TASK BRIEF
Give the data a second time, exactly and in full.

* * *

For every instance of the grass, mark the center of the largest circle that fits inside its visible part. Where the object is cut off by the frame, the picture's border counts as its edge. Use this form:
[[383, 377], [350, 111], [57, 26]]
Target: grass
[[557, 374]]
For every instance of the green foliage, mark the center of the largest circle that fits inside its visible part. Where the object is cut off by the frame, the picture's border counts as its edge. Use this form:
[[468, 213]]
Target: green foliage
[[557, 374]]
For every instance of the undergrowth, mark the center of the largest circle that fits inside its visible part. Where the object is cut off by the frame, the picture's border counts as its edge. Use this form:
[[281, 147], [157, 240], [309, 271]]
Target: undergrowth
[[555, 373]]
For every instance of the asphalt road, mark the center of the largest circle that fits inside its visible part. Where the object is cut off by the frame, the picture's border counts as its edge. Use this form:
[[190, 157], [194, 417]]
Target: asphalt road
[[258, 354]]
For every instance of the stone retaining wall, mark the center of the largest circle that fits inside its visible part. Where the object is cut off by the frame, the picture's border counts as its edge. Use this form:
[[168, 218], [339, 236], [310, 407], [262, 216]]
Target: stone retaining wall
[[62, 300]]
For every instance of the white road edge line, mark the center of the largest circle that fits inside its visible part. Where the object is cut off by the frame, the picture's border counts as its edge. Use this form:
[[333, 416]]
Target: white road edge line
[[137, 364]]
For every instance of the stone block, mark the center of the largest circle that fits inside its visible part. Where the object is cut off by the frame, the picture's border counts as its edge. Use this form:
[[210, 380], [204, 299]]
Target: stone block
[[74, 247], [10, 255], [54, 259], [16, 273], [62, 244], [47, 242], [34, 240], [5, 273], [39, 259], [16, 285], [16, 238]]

* * *

THE RESULT
For every instance of the grass, mark the center of the largest circle that fits inside its visible part. Where the object is cut off by the frame, the picture's border counts as its edge. Use this form:
[[383, 377], [350, 111], [57, 26]]
Target: grass
[[557, 374]]
For every instance of the green foliage, mark the center of the largest circle that fits inside its visible part. Where the object is cut off by the frame, the picture's border counts as its edge. Use this form:
[[468, 213]]
Target: green foliage
[[557, 374]]
For every instance of the undergrowth, mark the center of the largest circle that fits inside its visible part. Where the object is cut off by the frame, the picture's border counts as its edge. Use this form:
[[281, 147], [157, 240], [309, 271]]
Target: undergrowth
[[555, 373]]
For every instance of the asphalt road, mark the center of the largest circle that fits inside its visible part. Where the object is cut off by the frame, the picture's border counts as its edge. Use this form:
[[190, 157], [194, 417]]
Target: asphalt road
[[258, 354]]
For every instance of the stone retaining wall, mark the center of the largest circle that fits inside its visible part. Where the object is cut off by the frame, the picture's border counts as its edge. Use this form:
[[168, 218], [339, 236], [310, 407], [262, 216]]
Target: stone retaining wall
[[62, 300]]
For every instance of the white road edge line, mark the center of the largest circle that fits inside its visible part. Where the object is cut off by the frame, the picture's border counts as its edge. Use this form:
[[333, 416]]
Target: white road edge line
[[137, 364]]
For every instance of the stone block, mark the center of the largest circle that fits inside its visible part. Where the object is cut off by the frame, the picture's border counts as its edge. Use this form:
[[210, 380], [204, 299]]
Target: stone block
[[74, 247], [10, 255], [54, 259], [16, 273], [62, 244], [47, 242], [34, 240], [5, 273], [39, 259], [16, 285], [16, 238]]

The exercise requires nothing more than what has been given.